=== Required work ===
Please continue Craig's account of addiction and recovery, given first below, from the point where it stops.

Craig
I used to run for the county when I was younger. I did lots of sports and hung around with a big group of friends, growing up in a small town outside Burnley.
But I got into drugs when I was just ten.
Then I started stealing to get them, selling them, and hanging out with the wrong crowd.
Well, we were the wrong crowd.
When I was sixteen, I went to work with my father at a slaughterhouse. I was earning good money.
But soon I was needing a drink in the mornings, and waking up in the middle of the night, drinking.
I always had work, here and there, different jobs, different places, but I’d always end up losing them.
I almost died when I was 26. I was rushed into hospital, but that still didn’t stop me.
Then my father passed away when I was 28, and I completely went off the rails.
Years later, I was stealing in a shop when a woman called Lee caught me.
She didn’t work there, but she asked me what I was doing and then bought me some food and gave me a lift home.
She told me she was a Christian and she asked if I’d like some help.
Overnight, I was on my way to Wales, to rehab. It was very strict. I was a bit taken aback by it.
But that’s where I first encountered God.
I didn’t stay there long, and then went back home, still using.
I’d burned every bridge that I could with friends and family, and I found myself homeless.
I was living in a tent. I went out one day and when I came back someone had set fire to the tent with all my clothes in. I thought, ‘I can’t do this anymore.’
I went to Pastor Mick’s Church on the Street that Lee had told me about.
I started going along on a Sunday, and then for food every day.
One day, Pastor Mick asked if I’d do an interview with Sky News.
Then I got a phone call to say a rehab in Oxford called ADAPT had got in touch.
Michael from ACT had seen my interview on TV and asked them to offer me a place.
So I moved to Oxford and started coming along to church, too. But I was still a really angry, resentful person.
I used to come to do the cooking on a Monday Night with ACT but that’s all I was doing towards my recovery. I graduated after six months in rehab.
But I had a lot of time on my hands, with nothing to do, and I relapsed after just a week and a half.

Items from a dataset:
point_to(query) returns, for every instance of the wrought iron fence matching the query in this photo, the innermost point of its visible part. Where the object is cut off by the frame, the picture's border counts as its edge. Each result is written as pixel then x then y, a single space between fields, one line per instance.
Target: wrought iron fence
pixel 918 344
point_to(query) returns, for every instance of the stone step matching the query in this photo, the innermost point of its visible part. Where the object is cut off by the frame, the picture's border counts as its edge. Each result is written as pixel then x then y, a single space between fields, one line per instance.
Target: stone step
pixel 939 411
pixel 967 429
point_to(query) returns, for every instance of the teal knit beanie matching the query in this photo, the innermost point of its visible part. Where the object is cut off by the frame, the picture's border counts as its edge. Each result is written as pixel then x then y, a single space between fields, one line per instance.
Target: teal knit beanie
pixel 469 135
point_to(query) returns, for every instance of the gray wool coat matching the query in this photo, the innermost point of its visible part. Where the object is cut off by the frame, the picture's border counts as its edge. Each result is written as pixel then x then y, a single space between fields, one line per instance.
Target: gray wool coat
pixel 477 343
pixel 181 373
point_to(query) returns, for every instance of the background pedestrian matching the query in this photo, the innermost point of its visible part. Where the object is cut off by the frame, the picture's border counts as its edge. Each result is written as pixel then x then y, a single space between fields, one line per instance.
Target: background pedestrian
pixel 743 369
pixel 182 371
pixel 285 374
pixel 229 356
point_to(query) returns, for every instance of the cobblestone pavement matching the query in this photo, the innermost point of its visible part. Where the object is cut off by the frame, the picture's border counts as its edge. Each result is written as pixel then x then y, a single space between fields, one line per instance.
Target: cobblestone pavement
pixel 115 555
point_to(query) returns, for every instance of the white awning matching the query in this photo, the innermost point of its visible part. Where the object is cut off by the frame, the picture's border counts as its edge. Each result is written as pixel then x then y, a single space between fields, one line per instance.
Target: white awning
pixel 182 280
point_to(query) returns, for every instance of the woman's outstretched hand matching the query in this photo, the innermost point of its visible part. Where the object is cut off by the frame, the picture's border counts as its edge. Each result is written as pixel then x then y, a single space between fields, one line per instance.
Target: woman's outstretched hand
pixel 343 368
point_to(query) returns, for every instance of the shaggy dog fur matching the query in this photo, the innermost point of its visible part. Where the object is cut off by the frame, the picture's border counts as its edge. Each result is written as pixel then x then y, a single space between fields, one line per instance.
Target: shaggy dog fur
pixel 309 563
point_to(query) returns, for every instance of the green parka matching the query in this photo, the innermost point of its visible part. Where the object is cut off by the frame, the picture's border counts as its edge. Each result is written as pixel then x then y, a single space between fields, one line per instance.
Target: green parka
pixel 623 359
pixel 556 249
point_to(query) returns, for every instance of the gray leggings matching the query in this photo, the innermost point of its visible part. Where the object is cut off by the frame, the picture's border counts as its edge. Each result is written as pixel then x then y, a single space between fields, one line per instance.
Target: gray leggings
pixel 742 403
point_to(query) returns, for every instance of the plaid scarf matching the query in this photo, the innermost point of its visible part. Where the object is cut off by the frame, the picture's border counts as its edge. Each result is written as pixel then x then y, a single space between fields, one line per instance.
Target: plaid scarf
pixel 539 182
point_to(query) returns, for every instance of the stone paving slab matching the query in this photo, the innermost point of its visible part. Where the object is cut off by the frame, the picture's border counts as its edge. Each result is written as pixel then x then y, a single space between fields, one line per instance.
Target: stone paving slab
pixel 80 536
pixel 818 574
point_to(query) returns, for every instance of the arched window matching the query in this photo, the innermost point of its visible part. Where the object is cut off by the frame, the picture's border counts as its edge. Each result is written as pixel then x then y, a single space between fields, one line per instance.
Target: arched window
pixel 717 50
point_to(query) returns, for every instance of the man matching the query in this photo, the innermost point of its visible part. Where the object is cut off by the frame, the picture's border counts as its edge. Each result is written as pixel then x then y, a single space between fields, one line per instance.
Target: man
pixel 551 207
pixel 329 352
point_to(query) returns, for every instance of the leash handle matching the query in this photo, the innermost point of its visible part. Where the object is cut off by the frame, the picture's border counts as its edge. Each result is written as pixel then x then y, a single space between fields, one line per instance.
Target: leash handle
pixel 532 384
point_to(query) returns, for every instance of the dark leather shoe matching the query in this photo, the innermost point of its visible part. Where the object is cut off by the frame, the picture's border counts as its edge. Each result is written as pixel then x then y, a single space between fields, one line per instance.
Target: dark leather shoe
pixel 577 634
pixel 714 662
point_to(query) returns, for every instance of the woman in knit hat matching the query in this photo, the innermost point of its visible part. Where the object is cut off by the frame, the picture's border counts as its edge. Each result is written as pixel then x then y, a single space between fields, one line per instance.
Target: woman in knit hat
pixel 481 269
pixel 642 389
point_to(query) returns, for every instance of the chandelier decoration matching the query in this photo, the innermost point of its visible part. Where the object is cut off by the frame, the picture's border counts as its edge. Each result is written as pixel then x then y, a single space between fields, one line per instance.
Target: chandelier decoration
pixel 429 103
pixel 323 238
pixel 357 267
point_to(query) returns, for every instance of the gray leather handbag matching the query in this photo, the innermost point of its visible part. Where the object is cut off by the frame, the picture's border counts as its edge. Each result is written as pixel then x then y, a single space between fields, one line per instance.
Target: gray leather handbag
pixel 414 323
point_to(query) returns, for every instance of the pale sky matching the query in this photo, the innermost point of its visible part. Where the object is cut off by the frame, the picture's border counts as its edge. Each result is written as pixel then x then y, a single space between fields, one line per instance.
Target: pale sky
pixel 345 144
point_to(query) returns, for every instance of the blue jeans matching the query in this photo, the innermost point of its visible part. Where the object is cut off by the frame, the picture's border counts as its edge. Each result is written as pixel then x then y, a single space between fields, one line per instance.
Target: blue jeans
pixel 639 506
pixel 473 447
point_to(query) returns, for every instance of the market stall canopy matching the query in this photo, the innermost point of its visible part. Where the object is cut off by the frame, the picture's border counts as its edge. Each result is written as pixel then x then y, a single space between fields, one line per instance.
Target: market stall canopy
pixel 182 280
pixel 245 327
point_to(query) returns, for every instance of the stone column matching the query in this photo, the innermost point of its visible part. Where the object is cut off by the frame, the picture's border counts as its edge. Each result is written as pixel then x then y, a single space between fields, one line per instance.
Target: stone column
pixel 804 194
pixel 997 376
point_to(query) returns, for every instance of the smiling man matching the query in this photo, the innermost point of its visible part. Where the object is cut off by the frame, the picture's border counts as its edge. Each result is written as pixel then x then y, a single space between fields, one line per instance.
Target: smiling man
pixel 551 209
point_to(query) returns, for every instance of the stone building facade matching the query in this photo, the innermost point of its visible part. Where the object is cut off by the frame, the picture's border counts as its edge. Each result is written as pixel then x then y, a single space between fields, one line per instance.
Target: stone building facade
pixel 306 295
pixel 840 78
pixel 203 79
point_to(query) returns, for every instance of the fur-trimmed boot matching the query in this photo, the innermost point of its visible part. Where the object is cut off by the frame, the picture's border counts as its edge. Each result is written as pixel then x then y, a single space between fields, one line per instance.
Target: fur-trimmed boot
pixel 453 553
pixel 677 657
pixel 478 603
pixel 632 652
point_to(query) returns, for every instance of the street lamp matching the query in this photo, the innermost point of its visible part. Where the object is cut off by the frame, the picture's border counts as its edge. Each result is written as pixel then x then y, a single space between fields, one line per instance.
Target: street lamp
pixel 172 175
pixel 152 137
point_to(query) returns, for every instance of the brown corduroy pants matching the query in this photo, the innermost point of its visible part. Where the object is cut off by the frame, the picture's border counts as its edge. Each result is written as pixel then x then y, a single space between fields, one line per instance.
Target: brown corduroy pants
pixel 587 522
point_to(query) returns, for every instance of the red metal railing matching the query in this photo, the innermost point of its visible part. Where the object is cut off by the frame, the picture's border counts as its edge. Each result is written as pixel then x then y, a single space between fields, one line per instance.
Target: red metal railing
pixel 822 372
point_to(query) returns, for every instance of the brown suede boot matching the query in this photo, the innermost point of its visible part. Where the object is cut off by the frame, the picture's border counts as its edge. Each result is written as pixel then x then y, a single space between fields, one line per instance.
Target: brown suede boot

=== Exercise result ===
I spent two weeks on the streets, coming back to ACT for food, instead of cooking.
I was using constantly.
I knew if I didn’t get any help it would be homelessness, living in doorways, probably death.
I reached out to the rehab again. They were sceptical but gave me the benefit of the doubt. I knew that when I came back, I had to change everything – my attitudes, my resentments.
Then ACT invited me on their summer retreat.
We prayed a lot for things to change for me.
Rob told us to take a piece of coal and to ask God to take away what needed to be taken away to start a new life.
I did that and left it at the gate.
I truly believe that when we drove through that gate on the last morning that everything was taken away, and that I had a new start in life.
I came back to treatment, opened up more, got actively involved, started doing meetings every day, and came back to ACT to do the cooking on a Monday Night and be part of ACT Family.
For the last few months, I’ve been helping Jamie who cooks at church.
He’s a friendly, encouraging guy. He’s helped take my level of cooking to a whole new standard.
Having a role model and a mentor has been really special.
ACT means the world to me. I don’t know where I’d be if I didn’t have ACT.
They loved me when I didn’t love myself.
The fact I’m clean is something I never would have believed – it’s truly down to the Lord.
Today, with God in my life, I have a purpose.
I will keep on following that and serving for as long as I can.